■ Written exercise
Will you quote only the lines starting at the one that contains "wrist above? Mark it with a dot." and ending with the last line of the listing below, inclusive?

━━━━━ Information given

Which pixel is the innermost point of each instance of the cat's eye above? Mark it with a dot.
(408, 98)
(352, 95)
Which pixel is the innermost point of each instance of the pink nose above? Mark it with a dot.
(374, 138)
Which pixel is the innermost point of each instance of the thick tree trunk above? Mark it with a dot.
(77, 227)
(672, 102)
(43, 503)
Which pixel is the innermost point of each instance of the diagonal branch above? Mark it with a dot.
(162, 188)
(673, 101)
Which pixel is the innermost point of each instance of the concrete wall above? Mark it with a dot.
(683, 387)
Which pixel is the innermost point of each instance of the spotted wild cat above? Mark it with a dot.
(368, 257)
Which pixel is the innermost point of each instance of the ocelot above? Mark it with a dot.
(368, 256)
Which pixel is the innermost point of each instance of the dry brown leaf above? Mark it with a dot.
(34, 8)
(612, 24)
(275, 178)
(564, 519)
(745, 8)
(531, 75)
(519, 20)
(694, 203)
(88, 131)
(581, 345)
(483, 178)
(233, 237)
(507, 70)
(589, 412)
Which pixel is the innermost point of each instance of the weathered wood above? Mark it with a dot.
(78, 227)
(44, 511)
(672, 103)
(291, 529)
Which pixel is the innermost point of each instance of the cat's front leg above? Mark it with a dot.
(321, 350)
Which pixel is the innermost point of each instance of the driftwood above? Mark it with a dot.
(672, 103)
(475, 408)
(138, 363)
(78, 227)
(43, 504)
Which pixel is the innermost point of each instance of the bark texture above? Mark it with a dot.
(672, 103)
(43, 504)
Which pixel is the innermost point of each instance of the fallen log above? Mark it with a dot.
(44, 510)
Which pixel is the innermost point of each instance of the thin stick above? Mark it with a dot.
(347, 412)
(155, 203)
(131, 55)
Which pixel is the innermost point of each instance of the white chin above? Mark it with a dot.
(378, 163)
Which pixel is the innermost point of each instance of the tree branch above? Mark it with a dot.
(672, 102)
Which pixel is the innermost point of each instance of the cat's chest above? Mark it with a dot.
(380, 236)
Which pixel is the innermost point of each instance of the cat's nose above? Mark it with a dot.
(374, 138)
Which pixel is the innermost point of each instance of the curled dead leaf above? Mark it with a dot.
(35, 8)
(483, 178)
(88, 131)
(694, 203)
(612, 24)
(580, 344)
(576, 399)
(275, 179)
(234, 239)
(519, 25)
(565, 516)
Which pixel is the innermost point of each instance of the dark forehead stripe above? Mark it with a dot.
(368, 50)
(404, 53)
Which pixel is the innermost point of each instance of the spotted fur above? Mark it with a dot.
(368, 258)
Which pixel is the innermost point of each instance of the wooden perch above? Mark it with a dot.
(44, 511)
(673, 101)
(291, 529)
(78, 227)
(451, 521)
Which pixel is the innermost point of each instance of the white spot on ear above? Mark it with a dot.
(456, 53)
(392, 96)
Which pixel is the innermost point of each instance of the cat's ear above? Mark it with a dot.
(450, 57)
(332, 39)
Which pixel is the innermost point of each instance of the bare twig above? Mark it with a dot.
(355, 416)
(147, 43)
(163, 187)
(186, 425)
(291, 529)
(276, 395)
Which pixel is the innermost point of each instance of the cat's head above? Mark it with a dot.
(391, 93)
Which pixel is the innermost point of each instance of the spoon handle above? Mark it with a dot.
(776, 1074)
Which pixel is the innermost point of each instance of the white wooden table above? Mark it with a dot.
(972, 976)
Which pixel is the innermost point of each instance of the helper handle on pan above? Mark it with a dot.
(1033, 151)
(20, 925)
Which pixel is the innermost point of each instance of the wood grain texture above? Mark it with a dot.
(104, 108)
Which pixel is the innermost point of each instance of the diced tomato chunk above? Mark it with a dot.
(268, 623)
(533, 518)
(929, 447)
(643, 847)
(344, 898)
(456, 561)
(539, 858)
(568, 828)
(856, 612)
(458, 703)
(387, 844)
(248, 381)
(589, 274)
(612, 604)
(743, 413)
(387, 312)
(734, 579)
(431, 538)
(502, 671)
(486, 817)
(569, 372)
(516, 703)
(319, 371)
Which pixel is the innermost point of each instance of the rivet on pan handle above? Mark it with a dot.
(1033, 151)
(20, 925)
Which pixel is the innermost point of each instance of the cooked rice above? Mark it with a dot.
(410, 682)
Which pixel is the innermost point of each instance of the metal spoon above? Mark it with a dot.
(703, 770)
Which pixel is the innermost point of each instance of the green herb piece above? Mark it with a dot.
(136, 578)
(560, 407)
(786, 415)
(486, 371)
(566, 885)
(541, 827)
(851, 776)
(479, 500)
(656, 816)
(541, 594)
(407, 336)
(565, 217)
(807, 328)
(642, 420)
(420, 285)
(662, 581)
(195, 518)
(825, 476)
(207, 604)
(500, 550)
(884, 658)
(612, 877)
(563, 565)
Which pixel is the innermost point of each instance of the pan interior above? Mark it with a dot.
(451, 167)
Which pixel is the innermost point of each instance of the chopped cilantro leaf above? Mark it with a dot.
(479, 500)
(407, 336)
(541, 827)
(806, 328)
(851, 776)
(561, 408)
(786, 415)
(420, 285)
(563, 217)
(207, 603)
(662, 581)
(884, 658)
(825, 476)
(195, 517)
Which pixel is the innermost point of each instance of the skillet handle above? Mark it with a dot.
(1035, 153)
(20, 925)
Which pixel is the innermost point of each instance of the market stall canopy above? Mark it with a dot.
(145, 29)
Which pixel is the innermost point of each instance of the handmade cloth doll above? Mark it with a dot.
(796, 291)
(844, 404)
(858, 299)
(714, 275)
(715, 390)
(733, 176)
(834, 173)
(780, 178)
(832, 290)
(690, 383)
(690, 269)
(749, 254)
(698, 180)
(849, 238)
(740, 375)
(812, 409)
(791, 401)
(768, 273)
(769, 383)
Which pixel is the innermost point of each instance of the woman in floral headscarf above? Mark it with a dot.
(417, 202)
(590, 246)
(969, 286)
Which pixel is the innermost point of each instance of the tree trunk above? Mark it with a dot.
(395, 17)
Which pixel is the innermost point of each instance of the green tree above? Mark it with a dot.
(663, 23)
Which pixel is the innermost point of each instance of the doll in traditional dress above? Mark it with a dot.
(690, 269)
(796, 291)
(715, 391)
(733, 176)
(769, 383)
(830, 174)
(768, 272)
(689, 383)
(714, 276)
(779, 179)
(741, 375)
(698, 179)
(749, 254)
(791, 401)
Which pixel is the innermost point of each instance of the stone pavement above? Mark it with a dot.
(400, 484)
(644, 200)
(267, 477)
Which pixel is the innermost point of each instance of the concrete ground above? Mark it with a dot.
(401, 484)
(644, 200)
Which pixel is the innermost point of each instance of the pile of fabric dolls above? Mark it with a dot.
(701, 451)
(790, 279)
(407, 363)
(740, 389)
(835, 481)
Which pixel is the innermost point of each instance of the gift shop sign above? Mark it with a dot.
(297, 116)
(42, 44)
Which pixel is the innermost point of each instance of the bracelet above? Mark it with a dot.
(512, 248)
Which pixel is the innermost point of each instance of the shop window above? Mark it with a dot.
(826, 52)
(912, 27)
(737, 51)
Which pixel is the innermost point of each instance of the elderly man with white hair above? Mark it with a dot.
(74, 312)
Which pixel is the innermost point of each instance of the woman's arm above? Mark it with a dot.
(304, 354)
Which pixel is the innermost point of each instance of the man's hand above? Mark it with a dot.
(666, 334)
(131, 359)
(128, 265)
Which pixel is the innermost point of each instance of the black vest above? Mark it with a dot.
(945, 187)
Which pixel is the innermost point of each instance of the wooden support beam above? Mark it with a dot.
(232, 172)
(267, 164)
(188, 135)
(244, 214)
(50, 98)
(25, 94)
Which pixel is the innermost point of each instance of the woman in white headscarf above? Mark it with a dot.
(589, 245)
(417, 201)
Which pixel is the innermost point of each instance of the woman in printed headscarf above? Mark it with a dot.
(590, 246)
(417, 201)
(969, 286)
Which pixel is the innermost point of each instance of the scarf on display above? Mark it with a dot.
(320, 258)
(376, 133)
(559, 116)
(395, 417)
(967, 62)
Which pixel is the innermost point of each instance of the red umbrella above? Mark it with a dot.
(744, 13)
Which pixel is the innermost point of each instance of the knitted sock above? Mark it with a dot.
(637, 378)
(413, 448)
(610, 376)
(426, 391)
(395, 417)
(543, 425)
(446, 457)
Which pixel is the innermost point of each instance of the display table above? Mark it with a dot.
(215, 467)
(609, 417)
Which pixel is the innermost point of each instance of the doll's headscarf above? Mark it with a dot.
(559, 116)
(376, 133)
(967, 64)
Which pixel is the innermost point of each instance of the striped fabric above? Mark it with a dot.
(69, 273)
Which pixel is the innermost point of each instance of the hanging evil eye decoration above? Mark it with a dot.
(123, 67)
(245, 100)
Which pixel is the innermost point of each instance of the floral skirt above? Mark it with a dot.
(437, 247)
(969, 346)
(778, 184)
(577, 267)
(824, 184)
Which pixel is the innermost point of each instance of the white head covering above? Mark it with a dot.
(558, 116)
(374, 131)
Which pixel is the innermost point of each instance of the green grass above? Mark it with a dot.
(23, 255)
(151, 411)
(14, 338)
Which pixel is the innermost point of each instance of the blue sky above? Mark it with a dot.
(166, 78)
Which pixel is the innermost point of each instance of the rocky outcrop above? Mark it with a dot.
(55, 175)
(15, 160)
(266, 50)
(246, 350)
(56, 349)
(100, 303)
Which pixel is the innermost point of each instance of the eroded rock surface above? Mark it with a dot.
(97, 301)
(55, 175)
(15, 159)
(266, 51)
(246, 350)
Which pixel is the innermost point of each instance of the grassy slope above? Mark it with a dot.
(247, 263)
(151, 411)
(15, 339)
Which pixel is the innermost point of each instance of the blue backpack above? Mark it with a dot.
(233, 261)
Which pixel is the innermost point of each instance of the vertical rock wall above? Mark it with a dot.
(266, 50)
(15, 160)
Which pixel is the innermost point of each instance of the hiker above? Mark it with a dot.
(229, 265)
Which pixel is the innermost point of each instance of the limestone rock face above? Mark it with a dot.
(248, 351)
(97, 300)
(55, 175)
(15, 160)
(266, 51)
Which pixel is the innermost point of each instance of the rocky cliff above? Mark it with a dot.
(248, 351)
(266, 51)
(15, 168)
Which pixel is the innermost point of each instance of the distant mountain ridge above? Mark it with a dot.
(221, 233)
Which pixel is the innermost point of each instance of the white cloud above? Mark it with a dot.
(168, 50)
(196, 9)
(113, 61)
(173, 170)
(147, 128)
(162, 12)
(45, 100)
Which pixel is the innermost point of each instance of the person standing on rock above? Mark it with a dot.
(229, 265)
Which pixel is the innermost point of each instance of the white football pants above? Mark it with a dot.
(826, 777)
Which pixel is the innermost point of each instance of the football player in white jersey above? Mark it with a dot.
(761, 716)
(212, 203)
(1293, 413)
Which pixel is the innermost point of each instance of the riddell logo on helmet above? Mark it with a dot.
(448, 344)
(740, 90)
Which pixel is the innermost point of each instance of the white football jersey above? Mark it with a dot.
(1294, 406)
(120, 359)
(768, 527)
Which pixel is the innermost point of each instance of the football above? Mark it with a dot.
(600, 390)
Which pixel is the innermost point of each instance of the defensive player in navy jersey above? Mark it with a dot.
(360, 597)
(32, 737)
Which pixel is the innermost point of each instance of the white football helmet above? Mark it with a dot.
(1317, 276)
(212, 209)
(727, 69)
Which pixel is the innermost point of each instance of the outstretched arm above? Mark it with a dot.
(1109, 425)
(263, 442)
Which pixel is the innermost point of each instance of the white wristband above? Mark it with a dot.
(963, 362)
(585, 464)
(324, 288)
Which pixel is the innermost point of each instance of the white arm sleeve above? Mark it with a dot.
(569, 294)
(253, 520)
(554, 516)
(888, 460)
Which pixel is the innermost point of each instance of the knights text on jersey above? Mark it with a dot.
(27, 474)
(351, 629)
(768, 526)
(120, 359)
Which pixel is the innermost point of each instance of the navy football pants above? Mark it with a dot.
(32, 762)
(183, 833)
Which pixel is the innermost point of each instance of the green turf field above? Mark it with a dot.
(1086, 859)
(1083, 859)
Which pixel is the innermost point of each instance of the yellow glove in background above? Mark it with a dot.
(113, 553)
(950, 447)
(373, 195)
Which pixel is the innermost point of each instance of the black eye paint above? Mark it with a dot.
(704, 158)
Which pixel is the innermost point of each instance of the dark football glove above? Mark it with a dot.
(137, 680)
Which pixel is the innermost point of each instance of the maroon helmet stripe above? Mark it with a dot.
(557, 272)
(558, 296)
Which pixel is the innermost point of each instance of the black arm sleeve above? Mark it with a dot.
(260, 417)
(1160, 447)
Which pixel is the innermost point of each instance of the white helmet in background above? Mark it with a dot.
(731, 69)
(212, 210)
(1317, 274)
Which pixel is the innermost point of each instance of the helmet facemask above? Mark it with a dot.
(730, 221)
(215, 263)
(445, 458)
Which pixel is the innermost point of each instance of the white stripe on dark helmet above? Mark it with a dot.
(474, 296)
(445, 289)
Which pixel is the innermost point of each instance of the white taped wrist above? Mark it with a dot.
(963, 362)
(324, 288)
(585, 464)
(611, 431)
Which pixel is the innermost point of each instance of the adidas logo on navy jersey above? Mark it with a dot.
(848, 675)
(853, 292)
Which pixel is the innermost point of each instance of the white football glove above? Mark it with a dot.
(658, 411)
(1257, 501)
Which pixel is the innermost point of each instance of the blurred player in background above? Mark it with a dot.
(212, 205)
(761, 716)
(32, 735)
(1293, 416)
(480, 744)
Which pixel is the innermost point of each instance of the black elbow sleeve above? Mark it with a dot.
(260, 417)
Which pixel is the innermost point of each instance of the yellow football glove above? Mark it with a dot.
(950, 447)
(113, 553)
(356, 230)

━━━━━━━━━━

■ Response
Which pixel is the innermost point of each instance of the white taped wrist above? Mark it with a dot.
(963, 362)
(324, 288)
(585, 464)
(611, 431)
Which pixel is the innermost point of each instance of the adidas logo on navy jersey above? Mark it with a dot.
(848, 675)
(853, 292)
Which pixel is the innermost point of each instance of the white football glove above? Mark it with a dot.
(658, 411)
(1257, 501)
Which pixel is the innermost point of each instance of the blurred player in background above? Mark it with a dot.
(212, 205)
(761, 716)
(32, 735)
(1293, 416)
(480, 744)
Which pixel is the innermost point of each instance of the black elbow sleeve above? Mark it with a dot.
(260, 417)
Which pixel is the innermost point of each instance of the yellow football glove above? Mark it with a dot.
(950, 447)
(113, 553)
(356, 230)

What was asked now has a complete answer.